Of the records below, reproduce only the span that opens with the line containing "Identify one point on each instance of the black baseball" and closes with the last line.

(Image-grounded pointing data)
>>>>>

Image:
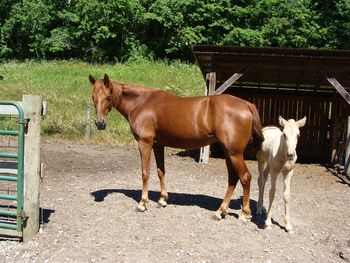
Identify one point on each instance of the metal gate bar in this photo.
(19, 156)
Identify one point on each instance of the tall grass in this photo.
(65, 87)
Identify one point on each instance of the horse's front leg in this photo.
(145, 149)
(287, 176)
(159, 155)
(263, 174)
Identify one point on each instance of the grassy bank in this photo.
(65, 87)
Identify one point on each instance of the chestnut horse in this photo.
(158, 119)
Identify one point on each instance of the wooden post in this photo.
(347, 150)
(32, 109)
(210, 90)
(88, 125)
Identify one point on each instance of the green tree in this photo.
(24, 32)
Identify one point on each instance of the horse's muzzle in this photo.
(290, 156)
(101, 124)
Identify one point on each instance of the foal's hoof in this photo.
(268, 224)
(261, 211)
(141, 208)
(289, 229)
(244, 216)
(162, 202)
(218, 215)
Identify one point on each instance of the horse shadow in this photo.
(184, 199)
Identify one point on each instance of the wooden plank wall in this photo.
(322, 112)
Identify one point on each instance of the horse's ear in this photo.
(92, 80)
(301, 122)
(281, 121)
(106, 80)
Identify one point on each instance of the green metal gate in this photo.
(12, 219)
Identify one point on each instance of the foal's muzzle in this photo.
(101, 124)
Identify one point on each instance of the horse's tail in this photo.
(257, 134)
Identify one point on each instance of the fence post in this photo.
(88, 123)
(347, 150)
(32, 107)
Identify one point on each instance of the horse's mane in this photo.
(129, 89)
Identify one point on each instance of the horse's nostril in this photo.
(290, 155)
(101, 124)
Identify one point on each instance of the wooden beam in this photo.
(231, 80)
(33, 108)
(339, 88)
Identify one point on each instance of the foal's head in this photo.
(102, 97)
(291, 134)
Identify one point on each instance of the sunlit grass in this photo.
(65, 87)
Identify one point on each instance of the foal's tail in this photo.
(257, 134)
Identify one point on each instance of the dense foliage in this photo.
(119, 30)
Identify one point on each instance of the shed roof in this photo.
(282, 68)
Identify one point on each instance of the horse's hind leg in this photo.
(232, 182)
(287, 176)
(263, 174)
(237, 170)
(145, 152)
(159, 155)
(268, 221)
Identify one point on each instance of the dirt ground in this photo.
(90, 192)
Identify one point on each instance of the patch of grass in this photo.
(65, 87)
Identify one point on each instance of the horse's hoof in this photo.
(243, 218)
(261, 211)
(289, 229)
(217, 216)
(141, 208)
(162, 202)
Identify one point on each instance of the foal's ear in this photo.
(282, 121)
(92, 80)
(106, 80)
(301, 122)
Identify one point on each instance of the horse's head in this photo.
(291, 134)
(102, 97)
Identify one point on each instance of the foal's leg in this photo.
(268, 221)
(145, 152)
(159, 155)
(263, 174)
(287, 176)
(232, 182)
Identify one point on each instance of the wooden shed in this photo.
(292, 83)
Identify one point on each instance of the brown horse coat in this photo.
(158, 119)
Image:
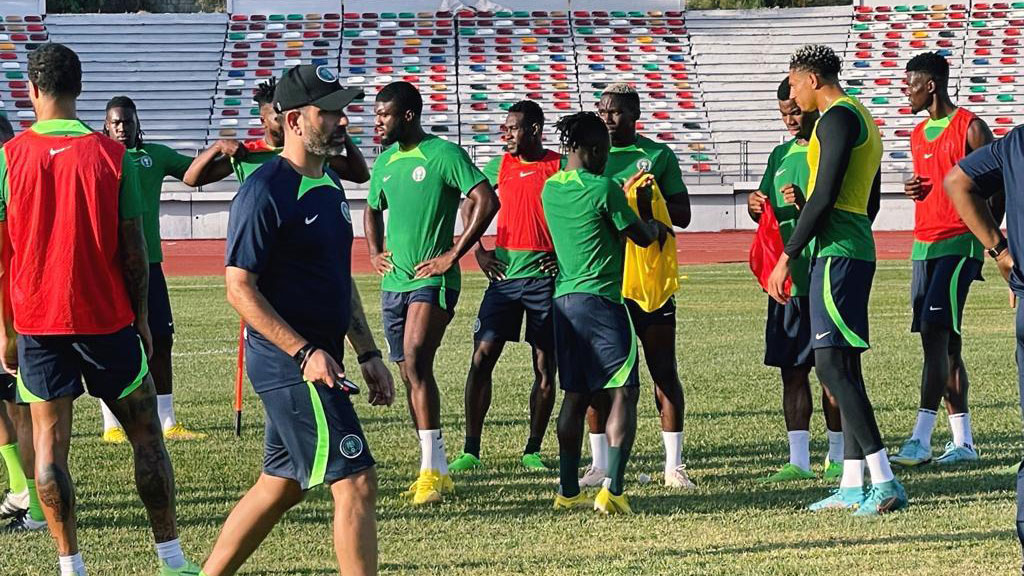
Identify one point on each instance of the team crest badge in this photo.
(326, 74)
(350, 446)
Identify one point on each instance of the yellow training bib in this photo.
(650, 275)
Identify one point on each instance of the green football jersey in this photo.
(648, 156)
(421, 190)
(154, 162)
(787, 165)
(586, 214)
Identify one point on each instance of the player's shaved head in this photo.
(818, 59)
(55, 70)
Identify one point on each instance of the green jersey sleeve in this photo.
(493, 168)
(616, 207)
(130, 197)
(767, 184)
(459, 171)
(3, 184)
(375, 198)
(671, 178)
(173, 163)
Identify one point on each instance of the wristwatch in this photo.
(994, 251)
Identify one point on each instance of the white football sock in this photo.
(800, 449)
(72, 565)
(165, 410)
(673, 450)
(853, 474)
(878, 464)
(960, 424)
(923, 428)
(170, 553)
(599, 450)
(836, 447)
(432, 451)
(110, 420)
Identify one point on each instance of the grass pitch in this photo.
(960, 521)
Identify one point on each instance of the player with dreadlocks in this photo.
(595, 344)
(946, 258)
(154, 163)
(844, 156)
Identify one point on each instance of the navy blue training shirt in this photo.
(1001, 163)
(295, 233)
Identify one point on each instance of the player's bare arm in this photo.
(483, 205)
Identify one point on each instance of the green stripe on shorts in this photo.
(620, 377)
(323, 439)
(24, 394)
(850, 335)
(142, 371)
(953, 300)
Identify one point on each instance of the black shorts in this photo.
(394, 306)
(112, 366)
(787, 334)
(504, 305)
(938, 290)
(840, 290)
(6, 388)
(665, 316)
(595, 344)
(312, 435)
(161, 321)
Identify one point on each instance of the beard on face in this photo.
(320, 142)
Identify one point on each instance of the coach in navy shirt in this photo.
(984, 172)
(289, 276)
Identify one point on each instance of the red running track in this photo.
(206, 257)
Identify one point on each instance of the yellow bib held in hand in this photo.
(650, 275)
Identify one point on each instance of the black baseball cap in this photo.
(312, 85)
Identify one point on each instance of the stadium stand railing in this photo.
(740, 56)
(991, 83)
(166, 63)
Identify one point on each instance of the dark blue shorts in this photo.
(938, 290)
(161, 321)
(312, 435)
(665, 316)
(595, 345)
(394, 306)
(112, 366)
(787, 334)
(840, 290)
(504, 304)
(6, 388)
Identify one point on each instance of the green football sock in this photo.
(616, 470)
(17, 481)
(35, 510)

<<<<<

EXERCISE ANSWER:
Identify one point on each instance of the black baseball cap in this photo.
(312, 85)
Identify one point on each instance of the stadium stand railing in this photo.
(740, 56)
(991, 83)
(166, 63)
Identify one point on each instance of the dark blue shorts in this photo.
(938, 290)
(161, 321)
(312, 435)
(665, 316)
(595, 345)
(394, 306)
(112, 366)
(787, 334)
(840, 290)
(504, 304)
(6, 388)
Identify one point on each instance of the green football sock in this photo.
(616, 470)
(17, 481)
(35, 510)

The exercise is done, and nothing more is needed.